Give back the entire listing exactly as it was provided.

● THE INPUT:
---*---

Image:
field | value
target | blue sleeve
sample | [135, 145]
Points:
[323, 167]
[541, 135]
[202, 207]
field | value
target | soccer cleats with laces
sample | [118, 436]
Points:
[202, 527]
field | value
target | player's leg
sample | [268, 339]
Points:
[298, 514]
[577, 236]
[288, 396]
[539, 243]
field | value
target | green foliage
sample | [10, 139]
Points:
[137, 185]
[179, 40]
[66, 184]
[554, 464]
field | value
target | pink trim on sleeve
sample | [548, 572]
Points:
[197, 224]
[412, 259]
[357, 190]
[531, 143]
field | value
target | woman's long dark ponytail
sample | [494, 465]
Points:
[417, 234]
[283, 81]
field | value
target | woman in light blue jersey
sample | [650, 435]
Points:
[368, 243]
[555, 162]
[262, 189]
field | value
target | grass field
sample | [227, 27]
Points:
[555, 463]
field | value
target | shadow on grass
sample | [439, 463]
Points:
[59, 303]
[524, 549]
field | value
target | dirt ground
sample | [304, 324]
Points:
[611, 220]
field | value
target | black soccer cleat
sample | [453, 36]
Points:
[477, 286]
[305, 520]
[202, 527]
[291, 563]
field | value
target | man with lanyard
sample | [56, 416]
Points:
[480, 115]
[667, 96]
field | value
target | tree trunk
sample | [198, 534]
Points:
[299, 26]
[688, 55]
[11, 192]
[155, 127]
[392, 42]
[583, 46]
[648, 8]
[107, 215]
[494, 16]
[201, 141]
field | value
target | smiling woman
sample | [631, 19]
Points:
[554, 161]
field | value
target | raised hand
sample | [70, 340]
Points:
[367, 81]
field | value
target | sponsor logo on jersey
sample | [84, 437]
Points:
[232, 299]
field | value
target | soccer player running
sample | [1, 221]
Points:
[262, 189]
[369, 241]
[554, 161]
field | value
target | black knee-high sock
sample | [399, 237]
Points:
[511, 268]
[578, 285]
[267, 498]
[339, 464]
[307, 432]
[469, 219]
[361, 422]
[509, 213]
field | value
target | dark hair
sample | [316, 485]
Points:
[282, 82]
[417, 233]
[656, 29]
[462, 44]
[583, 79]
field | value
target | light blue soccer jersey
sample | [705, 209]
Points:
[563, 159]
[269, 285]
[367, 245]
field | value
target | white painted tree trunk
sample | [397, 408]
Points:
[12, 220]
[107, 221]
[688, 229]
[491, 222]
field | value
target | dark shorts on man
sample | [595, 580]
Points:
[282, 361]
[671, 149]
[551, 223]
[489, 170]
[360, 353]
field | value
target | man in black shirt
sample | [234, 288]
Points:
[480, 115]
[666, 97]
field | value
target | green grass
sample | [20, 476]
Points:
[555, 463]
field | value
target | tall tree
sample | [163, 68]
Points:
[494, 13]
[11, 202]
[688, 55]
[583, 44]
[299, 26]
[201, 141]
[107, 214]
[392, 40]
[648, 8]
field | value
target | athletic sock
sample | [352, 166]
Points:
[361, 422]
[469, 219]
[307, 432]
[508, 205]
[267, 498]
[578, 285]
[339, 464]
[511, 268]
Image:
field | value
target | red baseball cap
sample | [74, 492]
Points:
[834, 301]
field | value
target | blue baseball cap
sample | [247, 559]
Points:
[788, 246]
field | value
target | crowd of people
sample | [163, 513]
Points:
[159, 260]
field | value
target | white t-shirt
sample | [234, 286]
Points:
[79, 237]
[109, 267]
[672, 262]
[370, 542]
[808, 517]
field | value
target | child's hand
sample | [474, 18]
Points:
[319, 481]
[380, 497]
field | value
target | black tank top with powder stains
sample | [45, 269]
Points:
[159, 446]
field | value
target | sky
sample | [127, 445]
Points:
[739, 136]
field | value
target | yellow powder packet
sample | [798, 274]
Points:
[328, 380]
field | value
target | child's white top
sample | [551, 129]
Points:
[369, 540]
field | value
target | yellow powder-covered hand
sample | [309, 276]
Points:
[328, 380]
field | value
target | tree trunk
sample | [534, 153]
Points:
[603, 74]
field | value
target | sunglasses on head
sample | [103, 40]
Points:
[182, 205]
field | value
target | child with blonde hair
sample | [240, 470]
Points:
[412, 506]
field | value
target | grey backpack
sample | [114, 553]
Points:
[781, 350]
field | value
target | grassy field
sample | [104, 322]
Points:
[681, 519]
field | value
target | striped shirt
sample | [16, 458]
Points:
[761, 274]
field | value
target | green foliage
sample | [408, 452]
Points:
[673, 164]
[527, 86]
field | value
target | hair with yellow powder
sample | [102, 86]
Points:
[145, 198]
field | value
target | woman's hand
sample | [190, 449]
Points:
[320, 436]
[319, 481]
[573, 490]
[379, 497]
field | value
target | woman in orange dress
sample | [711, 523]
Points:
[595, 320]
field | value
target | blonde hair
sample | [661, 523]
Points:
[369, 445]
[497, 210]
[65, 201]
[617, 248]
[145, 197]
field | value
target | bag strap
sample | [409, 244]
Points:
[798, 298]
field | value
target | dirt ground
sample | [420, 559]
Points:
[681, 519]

---*---

● THE COMPLETED TASK:
Image:
field | value
target | blue sleeve
sample | [135, 145]
Points:
[323, 167]
[541, 135]
[202, 207]
field | value
target | soccer cleats with laces
sample | [118, 436]
Points:
[202, 527]
field | value
target | player's leg
sample | [268, 339]
Points:
[298, 514]
[577, 236]
[288, 396]
[539, 243]
field | value
target | green foliage
sample | [10, 139]
Points:
[137, 185]
[179, 40]
[66, 184]
[554, 464]
field | value
target | pink trim on sleeve
sample | [548, 572]
Points:
[197, 224]
[412, 259]
[357, 190]
[531, 143]
field | value
target | woman's long dark ponytail
sample | [494, 465]
Points:
[417, 234]
[283, 81]
field | value
target | woman in light blue jersey
sample | [650, 435]
Points:
[368, 243]
[555, 162]
[262, 189]
field | value
target | grass field
sample | [227, 27]
Points:
[555, 463]
field | value
target | shadow on grass
sample | [439, 463]
Points:
[59, 303]
[524, 549]
field | value
target | dirt ground
sample | [304, 324]
Points:
[611, 220]
field | value
target | black soccer cleat
sample | [453, 36]
Points:
[477, 286]
[305, 520]
[202, 527]
[291, 563]
field | value
target | man with lanyard
sample | [56, 416]
Points:
[480, 115]
[667, 96]
field | value
target | tree trunk
sample | [198, 534]
Points:
[299, 26]
[688, 55]
[11, 192]
[155, 127]
[392, 42]
[583, 46]
[648, 8]
[107, 215]
[494, 16]
[201, 141]
field | value
target | smiling woman
sample | [631, 19]
Points:
[554, 161]
field | value
target | raised hand
sample | [70, 340]
Points:
[367, 81]
field | value
target | sponsor logo on jersey
sample | [84, 437]
Points:
[232, 299]
field | value
target | soccer player running
sample | [1, 221]
Points:
[262, 189]
[369, 241]
[554, 161]
field | value
target | black knee-high sock
sample | [399, 237]
Points:
[511, 268]
[578, 285]
[267, 498]
[339, 464]
[307, 432]
[469, 219]
[361, 422]
[509, 213]
field | value
target | dark hair
sample | [316, 485]
Points:
[282, 82]
[417, 233]
[656, 29]
[462, 44]
[583, 79]
field | value
target | light blue soccer jersey
sample | [705, 209]
Points:
[563, 159]
[269, 285]
[367, 245]
field | value
target | white painted tree trunk
sample | [397, 408]
Points:
[12, 220]
[107, 221]
[688, 229]
[491, 222]
field | value
target | dark shorts on man
sample | [595, 580]
Points:
[282, 361]
[671, 149]
[551, 223]
[489, 170]
[360, 353]
field | value
target | man in black shirt
sample | [234, 288]
Points:
[480, 115]
[666, 97]
field | value
target | green grass
sample | [20, 476]
Points:
[555, 463]
field | value
target | tall tree
sample | [163, 68]
Points:
[494, 13]
[11, 202]
[688, 55]
[583, 44]
[299, 26]
[201, 141]
[107, 214]
[392, 40]
[648, 8]
field | value
target | athletic sock
sample | [352, 166]
Points:
[361, 422]
[469, 219]
[307, 432]
[508, 205]
[267, 498]
[578, 285]
[339, 464]
[511, 268]
Image:
field | value
target | red baseball cap
sample | [74, 492]
Points:
[834, 301]
field | value
target | blue baseball cap
sample | [247, 559]
Points:
[788, 246]
field | value
target | crowd of people
sample | [163, 513]
Points:
[159, 260]
field | value
target | white t-shirt
sample | [234, 286]
Points:
[79, 237]
[109, 267]
[672, 262]
[370, 542]
[808, 517]
field | value
target | child's hand
sample | [474, 18]
Points:
[319, 481]
[380, 497]
field | value
target | black tank top with powder stains
sample | [45, 269]
Points:
[159, 446]
field | value
target | sky
sample | [127, 445]
Points:
[739, 136]
field | value
target | yellow powder packet
sample | [798, 274]
Points:
[328, 380]
field | value
target | child's white top
sample | [551, 129]
Points:
[369, 540]
field | value
target | yellow powder-covered hand
sample | [309, 276]
Points:
[328, 380]
field | value
target | tree trunk
sample | [534, 153]
Points:
[603, 74]
field | value
target | sunglasses on head
sample | [103, 40]
Points:
[182, 205]
field | value
target | child with blonde hair
sample | [240, 470]
Points:
[412, 506]
field | value
target | grey backpack
sample | [114, 553]
Points:
[781, 350]
field | value
target | grassy field
sample | [104, 322]
Points:
[681, 519]
field | value
target | striped shirt
sample | [16, 458]
Points:
[761, 274]
field | value
target | green foliage
sample | [408, 452]
Points:
[673, 164]
[527, 86]
field | value
target | hair with yellow powder
sample | [102, 86]
Points:
[145, 198]
field | value
target | woman's hand
sample | [190, 449]
Points:
[320, 436]
[319, 481]
[573, 490]
[379, 497]
field | value
target | woman in orange dress
sample | [711, 523]
Points:
[595, 320]
field | value
target | blonde hair
sample | [661, 523]
Points:
[369, 445]
[497, 210]
[65, 201]
[617, 248]
[145, 197]
field | value
target | bag strap
sample | [409, 244]
Points:
[798, 298]
field | value
target | dirt ground
sample | [420, 559]
Points:
[681, 519]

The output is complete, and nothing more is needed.